• _Goal of the exercise_:
Which lines in the entries below contain the word "forearm"? Gather every one of them.
-- Begin Record list --
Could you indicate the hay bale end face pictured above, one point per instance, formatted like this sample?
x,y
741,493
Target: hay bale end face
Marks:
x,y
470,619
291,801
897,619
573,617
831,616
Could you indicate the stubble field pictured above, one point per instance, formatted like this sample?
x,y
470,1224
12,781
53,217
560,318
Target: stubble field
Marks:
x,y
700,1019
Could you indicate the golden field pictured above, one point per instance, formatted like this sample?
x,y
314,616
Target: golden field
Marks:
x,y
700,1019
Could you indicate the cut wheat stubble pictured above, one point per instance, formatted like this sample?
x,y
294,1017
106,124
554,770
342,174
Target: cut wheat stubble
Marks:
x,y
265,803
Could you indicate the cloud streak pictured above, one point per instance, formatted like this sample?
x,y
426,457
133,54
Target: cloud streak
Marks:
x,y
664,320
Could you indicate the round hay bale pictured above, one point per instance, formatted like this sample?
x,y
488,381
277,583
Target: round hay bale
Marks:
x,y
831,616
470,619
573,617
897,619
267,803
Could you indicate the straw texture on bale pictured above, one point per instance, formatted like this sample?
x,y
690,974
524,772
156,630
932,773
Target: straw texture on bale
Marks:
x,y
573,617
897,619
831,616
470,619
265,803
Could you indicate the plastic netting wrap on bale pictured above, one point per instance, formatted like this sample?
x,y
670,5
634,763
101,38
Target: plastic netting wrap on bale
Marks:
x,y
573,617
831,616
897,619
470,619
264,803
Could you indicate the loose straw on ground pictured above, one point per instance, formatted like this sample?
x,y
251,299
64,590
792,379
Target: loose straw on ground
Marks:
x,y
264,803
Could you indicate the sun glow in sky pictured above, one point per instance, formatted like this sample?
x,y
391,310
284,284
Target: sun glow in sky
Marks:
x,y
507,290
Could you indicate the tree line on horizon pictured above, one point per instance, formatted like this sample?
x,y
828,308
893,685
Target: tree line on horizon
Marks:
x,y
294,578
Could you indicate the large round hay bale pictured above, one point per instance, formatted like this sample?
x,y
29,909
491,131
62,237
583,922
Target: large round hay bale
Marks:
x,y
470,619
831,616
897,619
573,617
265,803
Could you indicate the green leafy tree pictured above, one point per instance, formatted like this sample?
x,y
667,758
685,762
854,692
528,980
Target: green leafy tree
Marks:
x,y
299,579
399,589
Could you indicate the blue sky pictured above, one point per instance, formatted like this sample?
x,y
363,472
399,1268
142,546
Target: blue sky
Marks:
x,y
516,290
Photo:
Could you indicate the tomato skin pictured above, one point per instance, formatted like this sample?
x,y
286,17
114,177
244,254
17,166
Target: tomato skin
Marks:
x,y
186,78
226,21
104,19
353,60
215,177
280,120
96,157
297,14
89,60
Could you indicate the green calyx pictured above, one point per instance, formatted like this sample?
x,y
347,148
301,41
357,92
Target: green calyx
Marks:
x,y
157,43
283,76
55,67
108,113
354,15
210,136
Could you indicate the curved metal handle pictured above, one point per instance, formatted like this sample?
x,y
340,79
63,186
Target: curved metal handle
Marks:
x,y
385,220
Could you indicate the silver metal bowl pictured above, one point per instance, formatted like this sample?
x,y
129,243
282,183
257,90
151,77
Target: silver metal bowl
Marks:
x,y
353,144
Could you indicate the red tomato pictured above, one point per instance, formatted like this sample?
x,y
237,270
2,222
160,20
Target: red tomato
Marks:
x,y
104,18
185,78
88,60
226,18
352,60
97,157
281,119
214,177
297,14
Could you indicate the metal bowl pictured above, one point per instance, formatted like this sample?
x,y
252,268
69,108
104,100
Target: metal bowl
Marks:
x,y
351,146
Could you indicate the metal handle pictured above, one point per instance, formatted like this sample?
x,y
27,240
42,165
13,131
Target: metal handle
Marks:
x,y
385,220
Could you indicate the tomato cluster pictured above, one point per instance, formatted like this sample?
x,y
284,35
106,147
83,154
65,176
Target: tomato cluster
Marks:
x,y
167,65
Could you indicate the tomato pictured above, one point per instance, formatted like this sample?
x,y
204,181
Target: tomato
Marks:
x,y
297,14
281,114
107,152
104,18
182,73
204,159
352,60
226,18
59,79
-- End Record list --
-- Begin Record list --
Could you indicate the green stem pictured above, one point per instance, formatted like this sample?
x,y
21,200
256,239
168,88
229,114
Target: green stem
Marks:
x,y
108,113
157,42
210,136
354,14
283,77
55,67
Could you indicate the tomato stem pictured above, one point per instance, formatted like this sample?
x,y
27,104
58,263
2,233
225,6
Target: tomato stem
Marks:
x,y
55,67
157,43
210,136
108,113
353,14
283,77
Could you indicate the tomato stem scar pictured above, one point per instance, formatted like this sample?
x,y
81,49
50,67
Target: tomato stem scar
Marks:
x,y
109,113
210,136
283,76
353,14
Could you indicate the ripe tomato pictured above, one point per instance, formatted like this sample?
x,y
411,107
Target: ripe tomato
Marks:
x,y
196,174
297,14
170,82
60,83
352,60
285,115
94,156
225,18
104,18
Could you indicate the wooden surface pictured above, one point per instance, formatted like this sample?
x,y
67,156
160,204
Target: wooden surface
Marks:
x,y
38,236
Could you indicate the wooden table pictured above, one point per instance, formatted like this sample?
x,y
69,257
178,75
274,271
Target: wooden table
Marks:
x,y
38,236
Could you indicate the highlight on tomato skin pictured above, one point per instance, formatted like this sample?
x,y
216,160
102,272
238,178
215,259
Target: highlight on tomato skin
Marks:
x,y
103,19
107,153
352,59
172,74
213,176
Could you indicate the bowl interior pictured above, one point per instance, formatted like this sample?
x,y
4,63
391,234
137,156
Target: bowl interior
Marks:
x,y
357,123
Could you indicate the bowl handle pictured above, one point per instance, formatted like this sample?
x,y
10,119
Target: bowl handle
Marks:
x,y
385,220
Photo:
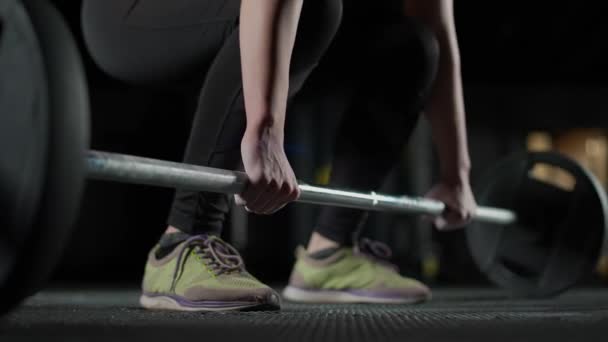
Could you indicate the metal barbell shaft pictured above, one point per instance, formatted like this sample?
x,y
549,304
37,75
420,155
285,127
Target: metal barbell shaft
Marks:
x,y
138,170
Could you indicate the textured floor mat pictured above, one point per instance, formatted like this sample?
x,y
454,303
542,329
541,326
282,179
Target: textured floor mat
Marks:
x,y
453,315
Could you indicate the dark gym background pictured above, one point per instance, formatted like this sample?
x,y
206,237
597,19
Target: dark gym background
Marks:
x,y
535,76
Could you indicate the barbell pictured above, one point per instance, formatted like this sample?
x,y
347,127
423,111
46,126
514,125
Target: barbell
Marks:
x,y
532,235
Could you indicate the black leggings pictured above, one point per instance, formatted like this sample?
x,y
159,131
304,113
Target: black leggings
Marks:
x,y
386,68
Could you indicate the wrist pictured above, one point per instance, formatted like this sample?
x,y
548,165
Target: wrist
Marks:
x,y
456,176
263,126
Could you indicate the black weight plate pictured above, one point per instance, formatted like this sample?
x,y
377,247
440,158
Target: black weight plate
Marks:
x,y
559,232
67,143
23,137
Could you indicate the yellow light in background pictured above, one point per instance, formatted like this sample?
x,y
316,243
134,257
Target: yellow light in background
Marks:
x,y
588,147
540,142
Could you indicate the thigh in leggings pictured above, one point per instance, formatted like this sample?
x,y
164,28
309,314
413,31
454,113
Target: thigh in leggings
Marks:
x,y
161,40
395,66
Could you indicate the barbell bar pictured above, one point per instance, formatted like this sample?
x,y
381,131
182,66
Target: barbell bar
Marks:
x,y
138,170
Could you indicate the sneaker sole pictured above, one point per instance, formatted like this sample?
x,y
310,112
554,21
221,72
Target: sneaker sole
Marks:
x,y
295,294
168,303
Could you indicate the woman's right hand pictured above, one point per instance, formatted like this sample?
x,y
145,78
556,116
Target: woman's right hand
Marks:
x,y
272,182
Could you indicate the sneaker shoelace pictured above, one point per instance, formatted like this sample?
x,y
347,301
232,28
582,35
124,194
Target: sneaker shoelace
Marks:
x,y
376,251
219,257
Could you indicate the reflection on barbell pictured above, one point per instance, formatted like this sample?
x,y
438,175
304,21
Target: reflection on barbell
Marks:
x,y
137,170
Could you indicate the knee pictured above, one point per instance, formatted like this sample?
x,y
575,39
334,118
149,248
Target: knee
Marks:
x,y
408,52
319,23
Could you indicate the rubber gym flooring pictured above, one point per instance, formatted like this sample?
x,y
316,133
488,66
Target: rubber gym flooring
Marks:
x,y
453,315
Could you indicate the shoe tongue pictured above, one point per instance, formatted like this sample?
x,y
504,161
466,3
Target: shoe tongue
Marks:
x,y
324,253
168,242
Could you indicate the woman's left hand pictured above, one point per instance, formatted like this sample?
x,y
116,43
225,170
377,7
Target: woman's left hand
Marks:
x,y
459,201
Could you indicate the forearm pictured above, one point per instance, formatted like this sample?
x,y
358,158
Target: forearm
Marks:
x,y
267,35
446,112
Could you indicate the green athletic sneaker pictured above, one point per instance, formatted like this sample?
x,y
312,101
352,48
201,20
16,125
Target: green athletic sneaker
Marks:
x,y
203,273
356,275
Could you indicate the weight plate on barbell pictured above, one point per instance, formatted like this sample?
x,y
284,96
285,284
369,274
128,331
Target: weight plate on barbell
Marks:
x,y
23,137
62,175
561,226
-- End Record list --
-- Begin Record list --
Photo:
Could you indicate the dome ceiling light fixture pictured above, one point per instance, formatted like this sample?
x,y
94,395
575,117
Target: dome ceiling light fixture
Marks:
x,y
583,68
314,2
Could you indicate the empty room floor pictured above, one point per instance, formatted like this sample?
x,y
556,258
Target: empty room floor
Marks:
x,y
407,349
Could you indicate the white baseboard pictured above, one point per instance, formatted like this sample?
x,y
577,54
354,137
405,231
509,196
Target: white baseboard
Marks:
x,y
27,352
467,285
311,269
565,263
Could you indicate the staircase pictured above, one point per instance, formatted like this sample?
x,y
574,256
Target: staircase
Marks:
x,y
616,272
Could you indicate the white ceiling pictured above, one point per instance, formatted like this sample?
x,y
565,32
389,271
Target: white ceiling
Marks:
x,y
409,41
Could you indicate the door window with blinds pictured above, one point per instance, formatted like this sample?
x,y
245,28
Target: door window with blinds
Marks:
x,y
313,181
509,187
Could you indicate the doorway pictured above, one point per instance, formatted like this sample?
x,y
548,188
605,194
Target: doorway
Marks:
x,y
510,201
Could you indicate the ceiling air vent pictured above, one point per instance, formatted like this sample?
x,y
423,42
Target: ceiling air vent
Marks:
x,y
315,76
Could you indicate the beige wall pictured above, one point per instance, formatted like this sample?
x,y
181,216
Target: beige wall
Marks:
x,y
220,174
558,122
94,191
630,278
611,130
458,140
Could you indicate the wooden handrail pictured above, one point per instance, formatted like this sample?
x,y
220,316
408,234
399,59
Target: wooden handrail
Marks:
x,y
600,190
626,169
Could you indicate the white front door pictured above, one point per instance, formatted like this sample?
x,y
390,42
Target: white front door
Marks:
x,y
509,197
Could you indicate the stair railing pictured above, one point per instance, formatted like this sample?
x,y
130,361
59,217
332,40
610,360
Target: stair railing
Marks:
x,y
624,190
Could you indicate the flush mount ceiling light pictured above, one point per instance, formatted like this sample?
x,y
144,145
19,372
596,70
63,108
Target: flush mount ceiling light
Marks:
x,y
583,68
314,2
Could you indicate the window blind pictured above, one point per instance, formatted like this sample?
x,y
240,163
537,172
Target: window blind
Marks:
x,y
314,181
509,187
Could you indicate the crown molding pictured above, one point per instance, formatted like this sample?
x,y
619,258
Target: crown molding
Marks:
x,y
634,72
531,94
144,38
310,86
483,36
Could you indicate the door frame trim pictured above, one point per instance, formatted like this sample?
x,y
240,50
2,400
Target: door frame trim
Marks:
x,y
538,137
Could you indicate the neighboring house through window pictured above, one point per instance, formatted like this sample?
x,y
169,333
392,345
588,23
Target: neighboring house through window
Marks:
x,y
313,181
-- End Record list --
• _Task result_:
Could you indicate the forearm pictured above, one point per instance, formatted like this sample?
Target: forearm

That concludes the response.